YOUR TASKS
a. Which terms make up the formula in the accounting statements text?
b. Repeat the accounting statements text word for word, from "Fundamentals in Five" up to and including "are used for.".

Fundamentals in Five Mins
Accounting Statements: Explained In 5 Mins
Did you know that over 30% of new businesses fail due to running out of cash?
Levelling up your accounting skills is one of the best ways founders and business owners can bring the odds back in their favour and the place to start is with the fundamental accounting statements.
That’s today’s topic, accounting statements. What they are, how they work, and what they are used for.
We’ve got lots to cover so let’s put 5 Mins on the Clock… And let's get into it!
First up is the income statement; also known as the profit and loss statement
The income statement articulates a company's profitability by accounting for all of the money coming in out of the business.
The basic income statement is constructed by summing up and ordering all our revenue and expenses so we can find the net difference between them.
Net Income = Revenue — Expenses
If we have more money coming in as revenue than going out as expenses, the income statement will show a profit. If we have less money coming in than going out, the income statement will show a loss. Simple, right?

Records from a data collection
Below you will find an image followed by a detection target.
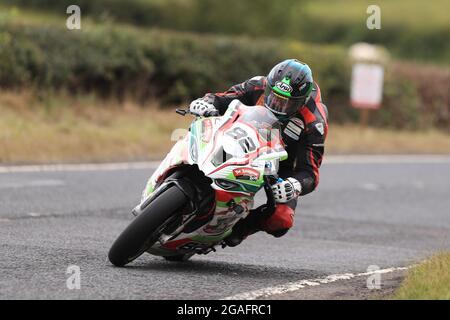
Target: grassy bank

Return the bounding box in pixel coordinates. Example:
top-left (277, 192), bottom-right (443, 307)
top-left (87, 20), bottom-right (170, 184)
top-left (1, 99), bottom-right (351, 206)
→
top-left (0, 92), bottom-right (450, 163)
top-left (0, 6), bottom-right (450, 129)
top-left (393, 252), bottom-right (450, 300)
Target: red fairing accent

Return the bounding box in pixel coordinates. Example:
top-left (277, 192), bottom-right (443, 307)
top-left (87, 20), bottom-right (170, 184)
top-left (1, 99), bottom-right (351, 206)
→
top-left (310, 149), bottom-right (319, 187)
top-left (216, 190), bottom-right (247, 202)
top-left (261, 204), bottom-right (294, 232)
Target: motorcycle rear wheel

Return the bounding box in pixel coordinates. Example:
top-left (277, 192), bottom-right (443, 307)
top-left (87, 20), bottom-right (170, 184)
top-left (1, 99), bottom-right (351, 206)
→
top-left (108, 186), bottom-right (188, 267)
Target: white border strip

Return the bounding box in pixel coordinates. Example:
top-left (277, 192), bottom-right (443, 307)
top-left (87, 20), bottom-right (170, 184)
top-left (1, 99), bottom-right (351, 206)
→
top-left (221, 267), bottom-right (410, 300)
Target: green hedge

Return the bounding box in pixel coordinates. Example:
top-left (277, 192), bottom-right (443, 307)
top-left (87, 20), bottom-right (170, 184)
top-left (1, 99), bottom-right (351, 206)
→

==

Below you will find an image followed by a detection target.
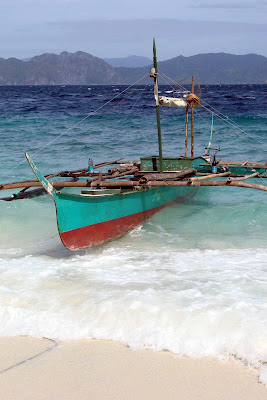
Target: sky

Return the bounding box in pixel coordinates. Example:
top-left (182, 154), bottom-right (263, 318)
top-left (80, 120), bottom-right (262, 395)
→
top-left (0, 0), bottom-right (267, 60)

SOLUTIONS BY TASK
a. Net Income, Revenue, Expenses

b.
Fundamentals in Five Mins
Accounting Statements: Explained In 5 Mins
Did you know that over 30% of new businesses fail due to running out of cash?
Levelling up your accounting skills is one of the best ways founders and business owners can bring the odds back in their favour and the place to start is with the fundamental accounting statements.
That’s today’s topic, accounting statements. What they are, how they work, and what they are used for.